> [OBIETTIVO]: Ricopia esattamente la parte che si apre con la riga contenente "As part of our data-labeling pipeline, annotate every forest" e si chiude con la riga contenente "[[0, 0, 360, 293]]", entrambe comprese.

══ INFORMAZIONI ESTRATTE

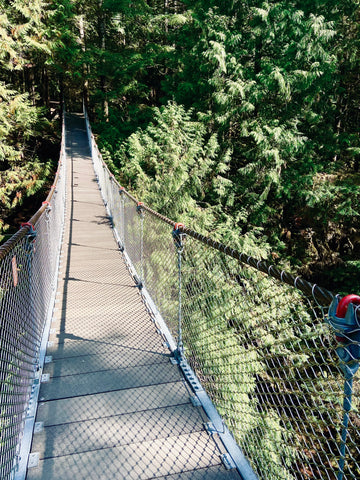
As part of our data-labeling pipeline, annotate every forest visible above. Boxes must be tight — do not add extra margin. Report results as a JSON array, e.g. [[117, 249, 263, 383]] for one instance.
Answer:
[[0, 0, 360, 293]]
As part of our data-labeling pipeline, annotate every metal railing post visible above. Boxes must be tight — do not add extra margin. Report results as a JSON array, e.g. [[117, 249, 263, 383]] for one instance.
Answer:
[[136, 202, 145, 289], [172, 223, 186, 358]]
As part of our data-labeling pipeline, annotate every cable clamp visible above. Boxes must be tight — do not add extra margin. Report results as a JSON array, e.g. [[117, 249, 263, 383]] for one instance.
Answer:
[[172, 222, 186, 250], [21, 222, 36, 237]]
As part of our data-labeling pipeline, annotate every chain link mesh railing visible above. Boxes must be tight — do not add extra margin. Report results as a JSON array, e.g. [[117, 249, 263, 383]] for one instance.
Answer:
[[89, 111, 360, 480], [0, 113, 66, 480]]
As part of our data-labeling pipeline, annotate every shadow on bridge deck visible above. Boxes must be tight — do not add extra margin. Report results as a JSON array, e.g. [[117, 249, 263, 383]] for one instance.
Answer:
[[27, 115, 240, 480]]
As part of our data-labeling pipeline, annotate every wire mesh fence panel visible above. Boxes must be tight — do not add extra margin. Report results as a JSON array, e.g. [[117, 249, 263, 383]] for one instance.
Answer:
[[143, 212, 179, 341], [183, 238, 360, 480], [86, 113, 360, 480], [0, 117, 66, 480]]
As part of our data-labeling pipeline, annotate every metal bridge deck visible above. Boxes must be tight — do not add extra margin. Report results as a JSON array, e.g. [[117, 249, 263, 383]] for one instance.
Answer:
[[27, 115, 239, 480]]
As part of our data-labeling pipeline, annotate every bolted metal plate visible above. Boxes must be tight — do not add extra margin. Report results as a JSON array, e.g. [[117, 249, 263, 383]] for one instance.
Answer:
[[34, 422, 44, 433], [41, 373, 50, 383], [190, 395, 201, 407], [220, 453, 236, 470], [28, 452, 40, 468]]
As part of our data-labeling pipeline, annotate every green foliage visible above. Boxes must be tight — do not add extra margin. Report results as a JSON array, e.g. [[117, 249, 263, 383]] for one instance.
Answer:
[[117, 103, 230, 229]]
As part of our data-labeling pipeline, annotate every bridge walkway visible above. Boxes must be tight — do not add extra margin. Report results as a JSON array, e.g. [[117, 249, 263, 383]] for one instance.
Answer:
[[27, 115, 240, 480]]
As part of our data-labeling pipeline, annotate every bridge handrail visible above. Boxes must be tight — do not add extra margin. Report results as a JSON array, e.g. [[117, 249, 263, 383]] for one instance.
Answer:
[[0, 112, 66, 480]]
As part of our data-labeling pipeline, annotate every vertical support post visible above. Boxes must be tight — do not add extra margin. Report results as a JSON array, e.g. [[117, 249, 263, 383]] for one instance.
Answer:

════
══ INFORMAZIONI ESTRATTE

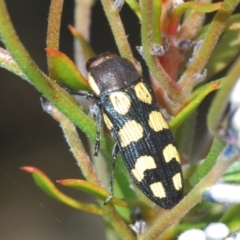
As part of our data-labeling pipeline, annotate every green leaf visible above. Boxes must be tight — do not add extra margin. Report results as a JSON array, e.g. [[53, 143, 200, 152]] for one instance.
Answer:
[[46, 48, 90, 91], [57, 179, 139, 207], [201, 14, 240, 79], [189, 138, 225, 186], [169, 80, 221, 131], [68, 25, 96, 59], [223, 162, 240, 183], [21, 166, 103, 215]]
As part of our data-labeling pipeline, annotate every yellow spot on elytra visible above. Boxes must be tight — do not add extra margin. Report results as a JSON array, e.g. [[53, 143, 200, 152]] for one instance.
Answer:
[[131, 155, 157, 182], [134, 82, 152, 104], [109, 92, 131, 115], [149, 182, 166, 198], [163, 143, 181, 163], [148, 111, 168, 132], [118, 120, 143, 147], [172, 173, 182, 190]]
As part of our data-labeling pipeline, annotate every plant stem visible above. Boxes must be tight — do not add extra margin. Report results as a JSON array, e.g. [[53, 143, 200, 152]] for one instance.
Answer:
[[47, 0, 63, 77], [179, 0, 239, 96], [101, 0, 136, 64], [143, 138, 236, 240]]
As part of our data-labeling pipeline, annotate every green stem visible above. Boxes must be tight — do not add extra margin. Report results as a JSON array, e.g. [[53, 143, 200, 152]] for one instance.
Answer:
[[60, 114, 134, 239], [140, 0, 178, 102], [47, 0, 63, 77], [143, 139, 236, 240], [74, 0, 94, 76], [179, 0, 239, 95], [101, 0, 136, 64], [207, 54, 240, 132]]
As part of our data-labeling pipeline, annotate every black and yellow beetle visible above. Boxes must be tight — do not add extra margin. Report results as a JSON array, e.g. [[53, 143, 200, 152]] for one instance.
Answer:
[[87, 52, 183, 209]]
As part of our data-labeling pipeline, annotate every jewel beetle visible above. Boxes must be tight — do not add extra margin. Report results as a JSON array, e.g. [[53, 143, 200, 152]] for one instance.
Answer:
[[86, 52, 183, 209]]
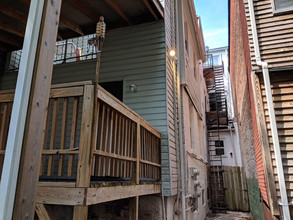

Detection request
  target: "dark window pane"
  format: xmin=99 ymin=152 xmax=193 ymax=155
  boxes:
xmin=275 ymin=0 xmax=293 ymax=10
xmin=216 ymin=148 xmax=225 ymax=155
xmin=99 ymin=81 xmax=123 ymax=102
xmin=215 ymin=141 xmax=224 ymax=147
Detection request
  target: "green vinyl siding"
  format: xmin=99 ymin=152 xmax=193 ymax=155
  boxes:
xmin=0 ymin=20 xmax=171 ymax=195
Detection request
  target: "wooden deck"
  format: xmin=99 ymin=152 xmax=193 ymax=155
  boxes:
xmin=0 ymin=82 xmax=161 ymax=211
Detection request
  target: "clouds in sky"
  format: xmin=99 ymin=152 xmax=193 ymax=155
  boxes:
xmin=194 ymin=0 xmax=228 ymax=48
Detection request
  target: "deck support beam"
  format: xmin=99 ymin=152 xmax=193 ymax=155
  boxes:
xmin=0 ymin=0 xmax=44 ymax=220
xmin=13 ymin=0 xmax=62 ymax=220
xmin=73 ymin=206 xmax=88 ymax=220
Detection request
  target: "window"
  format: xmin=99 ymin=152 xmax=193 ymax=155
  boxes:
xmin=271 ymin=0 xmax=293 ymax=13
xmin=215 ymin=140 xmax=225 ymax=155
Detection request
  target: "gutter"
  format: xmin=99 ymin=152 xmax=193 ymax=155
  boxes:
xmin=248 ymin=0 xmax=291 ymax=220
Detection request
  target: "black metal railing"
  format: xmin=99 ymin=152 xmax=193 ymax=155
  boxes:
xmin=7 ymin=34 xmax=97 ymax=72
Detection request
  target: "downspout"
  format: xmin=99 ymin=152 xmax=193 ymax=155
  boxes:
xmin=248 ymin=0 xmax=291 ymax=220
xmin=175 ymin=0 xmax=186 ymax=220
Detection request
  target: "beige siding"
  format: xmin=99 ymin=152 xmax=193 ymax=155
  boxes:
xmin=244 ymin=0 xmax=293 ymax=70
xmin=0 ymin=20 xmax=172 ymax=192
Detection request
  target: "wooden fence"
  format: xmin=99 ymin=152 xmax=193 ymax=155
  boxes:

════
══ INFORMAZIONI ESTRATTE

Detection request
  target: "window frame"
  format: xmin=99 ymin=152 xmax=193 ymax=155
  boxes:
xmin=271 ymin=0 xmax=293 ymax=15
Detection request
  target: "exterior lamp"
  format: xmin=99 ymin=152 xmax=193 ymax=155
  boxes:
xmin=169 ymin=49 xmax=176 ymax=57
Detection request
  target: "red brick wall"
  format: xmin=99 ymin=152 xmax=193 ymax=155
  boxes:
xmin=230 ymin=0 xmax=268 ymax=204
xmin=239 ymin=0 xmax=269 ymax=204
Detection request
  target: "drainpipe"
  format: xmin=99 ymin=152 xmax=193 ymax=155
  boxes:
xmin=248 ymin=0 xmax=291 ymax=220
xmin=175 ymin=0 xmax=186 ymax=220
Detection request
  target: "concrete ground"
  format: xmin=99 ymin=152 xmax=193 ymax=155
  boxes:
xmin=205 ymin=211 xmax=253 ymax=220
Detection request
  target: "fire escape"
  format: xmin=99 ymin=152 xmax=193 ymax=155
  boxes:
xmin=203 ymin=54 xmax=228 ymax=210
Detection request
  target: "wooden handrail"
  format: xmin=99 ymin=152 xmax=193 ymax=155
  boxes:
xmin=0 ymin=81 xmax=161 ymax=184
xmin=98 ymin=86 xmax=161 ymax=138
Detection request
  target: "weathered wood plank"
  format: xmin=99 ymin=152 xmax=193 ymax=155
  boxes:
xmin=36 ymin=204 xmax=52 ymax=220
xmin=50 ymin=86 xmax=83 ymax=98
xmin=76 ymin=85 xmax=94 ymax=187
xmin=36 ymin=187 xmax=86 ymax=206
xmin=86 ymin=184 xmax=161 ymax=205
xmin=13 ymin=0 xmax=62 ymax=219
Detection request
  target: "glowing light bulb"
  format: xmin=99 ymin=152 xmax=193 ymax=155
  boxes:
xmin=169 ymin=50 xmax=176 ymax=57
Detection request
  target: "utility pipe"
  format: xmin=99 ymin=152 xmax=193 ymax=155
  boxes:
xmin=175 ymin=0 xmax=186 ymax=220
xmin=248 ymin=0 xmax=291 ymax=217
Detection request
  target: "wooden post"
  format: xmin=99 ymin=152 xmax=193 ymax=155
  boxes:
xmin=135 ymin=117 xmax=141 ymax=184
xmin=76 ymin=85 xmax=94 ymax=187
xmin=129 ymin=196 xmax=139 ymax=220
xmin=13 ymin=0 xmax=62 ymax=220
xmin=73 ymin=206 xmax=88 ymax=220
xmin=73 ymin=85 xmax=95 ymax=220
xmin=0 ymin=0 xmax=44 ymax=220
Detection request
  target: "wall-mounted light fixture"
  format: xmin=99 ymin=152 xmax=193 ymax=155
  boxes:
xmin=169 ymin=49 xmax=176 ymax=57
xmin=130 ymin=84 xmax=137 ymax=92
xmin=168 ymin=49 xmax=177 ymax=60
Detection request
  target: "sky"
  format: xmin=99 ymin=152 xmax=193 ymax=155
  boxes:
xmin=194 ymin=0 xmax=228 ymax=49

════

> [SOLUZIONE DELL'ESERCIZIO]:
As part of our data-labeling pipeline, annotate every forest visible above. Boxes must be tight — do not add extra margin. Report results as a JSON array, e.g. [[117, 249, 263, 383]] for one instance.
Answer:
[[0, 0, 360, 293]]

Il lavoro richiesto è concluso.